• Task goal
Lay out the material from the line with "the porch ceiling?" to the line with "63,8 -> 338,91" as a two-column CSV headed task and value, with one row per entry: its wording under task and its answer under value. Put each field in quotation marks and replace any line breaks inside it with spaces.

• Data records
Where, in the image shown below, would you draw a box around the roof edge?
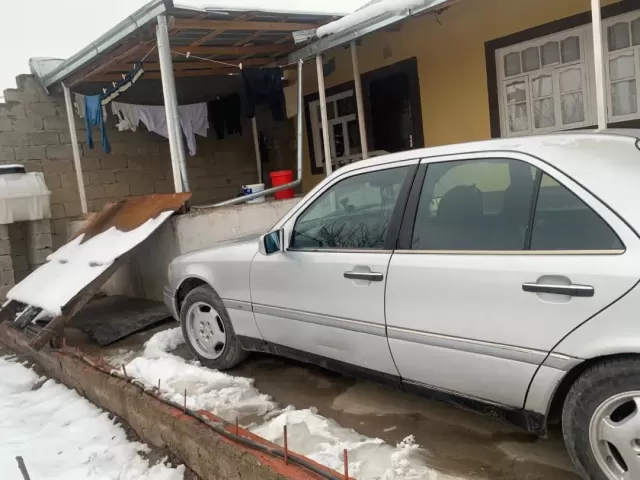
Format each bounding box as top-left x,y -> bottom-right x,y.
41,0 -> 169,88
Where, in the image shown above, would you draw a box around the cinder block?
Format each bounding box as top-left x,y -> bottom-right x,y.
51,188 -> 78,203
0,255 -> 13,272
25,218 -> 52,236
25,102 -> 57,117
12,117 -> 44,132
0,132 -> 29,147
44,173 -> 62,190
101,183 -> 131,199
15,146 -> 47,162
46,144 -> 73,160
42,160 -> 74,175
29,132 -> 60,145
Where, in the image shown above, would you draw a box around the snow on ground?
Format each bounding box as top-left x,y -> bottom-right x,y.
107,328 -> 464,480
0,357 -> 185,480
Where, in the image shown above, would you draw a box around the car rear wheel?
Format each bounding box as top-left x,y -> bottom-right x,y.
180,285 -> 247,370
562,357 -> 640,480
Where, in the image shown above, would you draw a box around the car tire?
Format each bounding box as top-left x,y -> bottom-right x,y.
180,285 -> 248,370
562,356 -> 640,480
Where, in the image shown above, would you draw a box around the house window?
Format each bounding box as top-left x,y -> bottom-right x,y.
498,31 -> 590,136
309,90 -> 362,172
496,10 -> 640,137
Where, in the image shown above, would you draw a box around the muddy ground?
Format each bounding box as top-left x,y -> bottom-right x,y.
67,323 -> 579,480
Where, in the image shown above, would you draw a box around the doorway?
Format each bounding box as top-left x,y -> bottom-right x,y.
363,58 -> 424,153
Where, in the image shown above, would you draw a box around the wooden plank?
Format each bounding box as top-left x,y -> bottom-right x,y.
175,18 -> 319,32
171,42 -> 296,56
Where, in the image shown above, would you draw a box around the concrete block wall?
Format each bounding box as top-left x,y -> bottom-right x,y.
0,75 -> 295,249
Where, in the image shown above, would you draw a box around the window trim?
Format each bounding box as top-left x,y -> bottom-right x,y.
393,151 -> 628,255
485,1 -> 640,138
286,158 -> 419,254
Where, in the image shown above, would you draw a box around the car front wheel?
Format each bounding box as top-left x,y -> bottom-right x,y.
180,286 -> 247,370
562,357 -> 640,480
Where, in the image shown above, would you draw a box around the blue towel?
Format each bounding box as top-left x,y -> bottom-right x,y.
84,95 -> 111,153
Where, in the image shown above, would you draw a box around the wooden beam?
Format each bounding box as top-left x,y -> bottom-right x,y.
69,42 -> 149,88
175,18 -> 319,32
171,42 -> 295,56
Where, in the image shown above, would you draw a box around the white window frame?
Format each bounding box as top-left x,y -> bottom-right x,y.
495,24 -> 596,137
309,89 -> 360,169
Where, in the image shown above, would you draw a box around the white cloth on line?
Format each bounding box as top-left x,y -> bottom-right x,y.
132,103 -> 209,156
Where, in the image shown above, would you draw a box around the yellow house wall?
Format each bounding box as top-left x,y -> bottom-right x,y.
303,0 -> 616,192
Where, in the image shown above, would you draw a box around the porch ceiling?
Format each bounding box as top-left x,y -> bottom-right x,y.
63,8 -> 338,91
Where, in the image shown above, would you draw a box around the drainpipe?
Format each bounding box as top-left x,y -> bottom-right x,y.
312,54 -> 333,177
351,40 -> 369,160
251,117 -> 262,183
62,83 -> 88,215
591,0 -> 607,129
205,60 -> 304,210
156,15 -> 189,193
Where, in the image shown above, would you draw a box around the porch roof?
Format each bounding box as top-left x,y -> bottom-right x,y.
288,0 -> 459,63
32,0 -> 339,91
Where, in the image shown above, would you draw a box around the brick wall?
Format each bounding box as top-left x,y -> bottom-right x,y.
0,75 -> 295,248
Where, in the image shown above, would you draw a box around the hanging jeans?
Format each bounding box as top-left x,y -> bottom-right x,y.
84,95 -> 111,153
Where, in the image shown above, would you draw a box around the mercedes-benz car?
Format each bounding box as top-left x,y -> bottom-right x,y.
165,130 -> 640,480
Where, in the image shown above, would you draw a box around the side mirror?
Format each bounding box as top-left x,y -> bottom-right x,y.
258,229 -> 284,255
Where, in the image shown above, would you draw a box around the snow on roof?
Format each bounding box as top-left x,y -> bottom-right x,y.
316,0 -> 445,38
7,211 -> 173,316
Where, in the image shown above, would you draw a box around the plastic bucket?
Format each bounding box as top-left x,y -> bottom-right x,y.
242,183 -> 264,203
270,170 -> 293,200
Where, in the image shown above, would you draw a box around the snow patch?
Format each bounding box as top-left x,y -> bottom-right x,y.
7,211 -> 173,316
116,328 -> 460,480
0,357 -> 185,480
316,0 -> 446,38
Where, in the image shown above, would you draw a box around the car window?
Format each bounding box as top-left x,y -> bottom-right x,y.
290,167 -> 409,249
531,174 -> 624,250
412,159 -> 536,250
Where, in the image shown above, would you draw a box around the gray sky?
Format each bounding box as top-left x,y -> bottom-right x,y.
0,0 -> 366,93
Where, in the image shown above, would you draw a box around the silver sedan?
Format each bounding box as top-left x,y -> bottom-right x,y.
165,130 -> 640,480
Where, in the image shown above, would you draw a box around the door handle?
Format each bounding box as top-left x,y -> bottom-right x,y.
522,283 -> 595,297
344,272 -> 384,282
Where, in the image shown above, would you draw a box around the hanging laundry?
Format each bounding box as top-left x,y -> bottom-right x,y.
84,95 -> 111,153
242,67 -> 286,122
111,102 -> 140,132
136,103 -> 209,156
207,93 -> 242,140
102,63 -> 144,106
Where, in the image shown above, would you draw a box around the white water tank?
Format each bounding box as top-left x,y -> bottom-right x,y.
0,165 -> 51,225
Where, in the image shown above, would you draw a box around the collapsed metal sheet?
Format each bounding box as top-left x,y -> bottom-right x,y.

• Task output
task,value
"Where, in the image shown above, would you draw a box around the porch ceiling? Format each bounding box as top-left x,y -> bottom-right x,y.","63,8 -> 338,91"